The Grave of Edgar Allan Poe

If you’re planning to visit all the most popular historical sites in the city, start with Edgar Allan Poe’s grave during the day. It tends to become a bit more creepy at night. You can find his grave at Westminster Hall and Burying Ground, just next to the University of Maryland at Baltimore. Prior to construction of this burial place, Poe was in an unmarked grave that became overgrown with weeds. Dedicated in 1875 with contributions from private donors, Poe’s grave stands as the final chapter in his own ghoulish tale.

Baltimore Wicked History Tours

Until Comedy Central’s “Drunk History” debuted in 2013, there was significant doubt that people considered learning about the past and drinking beers an ideal pairing. However, with Baltimore Wicked History Tours, you can do just that. Thursday through Saturday, you can set out with a tour guide and other guests on a pub crawl that also describes the historic Fells Point area. Once a haven for criminals, prostitutes, and other unsavory people, the area is now home to some trendy bars and restaurants, making it a stellar combination of old and new. The tour lasts 2.5 hours, costs $20, and is 21 and up.

Babe Ruth Birthplace Museum

No true baseball fan can go to Baltimore without heading to the Babe Ruth Birthplace Museum. Located at 216 Emory Street, just a few blocks from Camden Yards (home of the Orioles), this museum tells the story of the Sultan of Swat, from his meager beginnings to his eventual super-stardom. Throughout the museum you can see rare artifacts such as bats, gloves, and uniforms. Tickets are $7 for adults, $5 for seniors, and $4 for children. It’s open seven days a week during baseball season and six days a week in the off-season.

Written exercise 1 ->
Reproduce the stretch of the Baltimore sights passage from "Until Comedy Central’s" through "is 21 and up.".
Written exercise 2 ->
Resume the Baltimore sights passage from its last sentence and write what comes next.

Raw data ->
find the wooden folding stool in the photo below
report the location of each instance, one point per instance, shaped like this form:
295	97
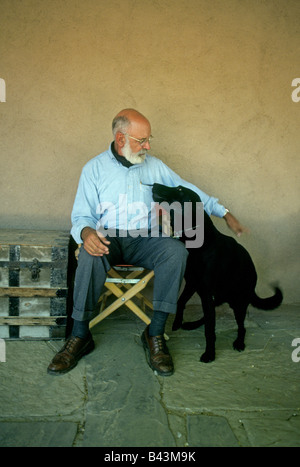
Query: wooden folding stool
134	281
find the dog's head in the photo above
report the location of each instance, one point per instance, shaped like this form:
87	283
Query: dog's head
169	194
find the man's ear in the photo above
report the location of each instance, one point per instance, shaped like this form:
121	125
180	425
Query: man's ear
120	139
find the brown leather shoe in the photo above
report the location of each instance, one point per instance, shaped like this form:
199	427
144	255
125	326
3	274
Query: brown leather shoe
157	354
70	354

Written answer 1 ->
Until Comedy Central’s “Drunk History” debuted in 2013, there was significant doubt that people considered learning about the past and drinking beers an ideal pairing. However, with Baltimore Wicked History Tours, you can do just that. Thursday through Saturday, you can set out with a tour guide and other guests on a pub crawl that also describes the historic Fells Point area. Once a haven for criminals, prostitutes, and other unsavory people, the area is now home to some trendy bars and restaurants, making it a stellar combination of old and new. The tour lasts 2.5 hours, costs $20, and is 21 and up.

Written answer 2 ->
Reginald F. Lewis Museum of Maryland African-American History & Culture

In the Inner Harbor neighborhood of Baltimore, you’ll find this lengthy-titled museum that highlights the historical and cultural contributions of many famous native African-American Marylanders. During the year, the museum offers many traveling exhibitions, as well as permanent collections. Some of these features include artwork, information about growing up black in Maryland, discussions, music, and dance. You can take a free guided tour or walk the grounds yourself. The museum is at 830 E. Pratt Street, and tickets are $8 for adults or $6 for children, seniors, and students.

This list doesn’t even scratch the surface when it comes to all the historical places in Baltimore, but it does provide a great starting point. The best way to explore the history of Baltimore is to immerse yourself in the city and see what you discover.